▶ _EXERCICES_:
A - Dans l'extrait sur le bazar de Rey, recopiez tout le passage, de « Cette ville était » jusqu'à « régions du monde. », en remplaçant « Mésopotamie » par « Syrie ».
B - Trouvez dans les enregistrements toutes les lignes qui contiennent la chaîne « green », puis recopiez-les.

▶ _EXTRAIT CITÉ_:

* * * * *

Chaque recoin de bazar appartenait à un corps de métier particulier ; il y avait par exemple le bazar des marchands du tabac, celui des marchands de chapeaux, de chaussures, etc. De cette façon, les clients ne s’y perdaient pas et pouvaient trouver directement ce dont ils avaient besoin. Dans la ville de Rey, le nombre de ces bazars était considérable et l’ancien bazar de Rey - qui a survécu jusqu’à nos jours - fait partie du patrimoine historique et culturel de la grandiose ville de Rey.
Cette ville était auparavant un lieu de passage sur la Route de Soie, ce qui favorisa son essor commercial et l’apparition de grands bazars. Après Rey, les caravaniers de la Route de la Soie s’arrêtaient à Hamedân pour ensuite aller jusqu’en Mésopotamie. La présence de la ville de Rey sur cette route a contribué à augmenter son importance commerciale. On y vendait des produits importés de Chine, d’Inde et d’Asie centrale, tandis que d’autres marchandises venant d’Asie mineure, de Grèce, et de Mésopotamie étaient exportées dans les autres régions du monde.
L’ancien bazar de Rey nous rappelle aujourd’hui le brouhaha des jours lointains ; lorsque les marchandises, au lieu d’être exposées derrière des vitres lustrées, étaient naïvement rangées sur des planches devant les petites échoppes. Si les anciens propriétaires des échoppes ont laissé place à leurs successeurs - car dans le cadre traditionnel le métier se transmet de père en fils - l’atmosphère n’a guère changé : les mêmes chariots pour déplacer les marchandises, les mêmes vieillards souriants qui vendent les condiments, les tapis de prières et les chapelets, les herboristes pesant les épices et les fines herbes de couleurs variées, les drapiers qui mesurent les étoffes au cent dessins... Le bazar doit également sa popularité à ses restaurants traditionnels, où l’on y sert des "kebab" préparés à l’iranienne, servis avec le pain cuit sur place dans des fours traditionnels. Dans certains recoins du plafond du bazar, on peut apercevoir des nids d’hirondelles en forme de bol. Ces oiseaux migrateurs composent instinctivement des œuvres d’art, en assemblant minutieusement du bois et des bouts de tiges placés les uns à côté des autres. Ces nids sont d’ailleurs l’un des attraits de cet ancien bazar.

* * * * *

▶ _DONNÉES FOURNIES_:
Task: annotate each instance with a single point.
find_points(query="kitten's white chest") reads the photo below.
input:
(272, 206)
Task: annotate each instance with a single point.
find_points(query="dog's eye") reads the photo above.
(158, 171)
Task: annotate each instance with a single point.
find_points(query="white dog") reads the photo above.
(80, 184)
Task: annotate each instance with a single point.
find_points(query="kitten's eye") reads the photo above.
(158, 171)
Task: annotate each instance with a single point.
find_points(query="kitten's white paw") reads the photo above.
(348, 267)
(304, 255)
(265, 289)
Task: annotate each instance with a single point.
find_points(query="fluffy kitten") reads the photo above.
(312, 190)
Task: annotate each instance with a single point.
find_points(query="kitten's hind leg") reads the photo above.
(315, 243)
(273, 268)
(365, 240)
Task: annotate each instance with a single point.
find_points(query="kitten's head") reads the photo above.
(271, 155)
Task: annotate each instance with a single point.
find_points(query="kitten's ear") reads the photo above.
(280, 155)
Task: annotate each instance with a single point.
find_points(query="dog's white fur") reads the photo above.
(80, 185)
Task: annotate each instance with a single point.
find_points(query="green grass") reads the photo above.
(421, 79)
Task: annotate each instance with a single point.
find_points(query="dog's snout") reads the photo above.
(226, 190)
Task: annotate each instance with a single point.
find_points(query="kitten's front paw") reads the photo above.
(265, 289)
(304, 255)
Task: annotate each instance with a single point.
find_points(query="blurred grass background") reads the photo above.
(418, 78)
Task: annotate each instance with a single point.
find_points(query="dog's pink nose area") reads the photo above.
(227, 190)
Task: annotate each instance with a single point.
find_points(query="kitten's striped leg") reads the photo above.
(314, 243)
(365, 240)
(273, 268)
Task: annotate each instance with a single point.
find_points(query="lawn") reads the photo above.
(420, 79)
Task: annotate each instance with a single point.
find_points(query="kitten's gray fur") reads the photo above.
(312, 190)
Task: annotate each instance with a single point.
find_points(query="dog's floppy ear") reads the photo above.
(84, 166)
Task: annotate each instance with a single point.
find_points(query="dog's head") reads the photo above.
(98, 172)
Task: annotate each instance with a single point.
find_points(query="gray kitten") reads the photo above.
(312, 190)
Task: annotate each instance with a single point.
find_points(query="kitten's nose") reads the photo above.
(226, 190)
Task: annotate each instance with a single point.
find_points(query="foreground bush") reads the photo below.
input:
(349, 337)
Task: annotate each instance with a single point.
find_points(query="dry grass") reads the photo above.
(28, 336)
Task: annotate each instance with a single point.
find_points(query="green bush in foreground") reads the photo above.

* * * * *

▶ _CORRIGÉ_:
A -
Cette ville était auparavant un lieu de passage sur la Route de Soie, ce qui favorisa son essor commercial et l’apparition de grands bazars. Après Rey, les caravaniers de la Route de la Soie s’arrêtaient à Hamedân pour ensuite aller jusqu’en Syrie. La présence de la ville de Rey sur cette route a contribué à augmenter son importance commerciale. On y vendait des produits importés de Chine, d’Inde et d’Asie centrale, tandis que d’autres marchandises venant d’Asie mineure, de Grèce, et de Syrie étaient exportées dans les autres régions du monde.

B -
find_points(query="green grass") reads the photo above.
find_points(query="green bush in foreground") reads the photo above.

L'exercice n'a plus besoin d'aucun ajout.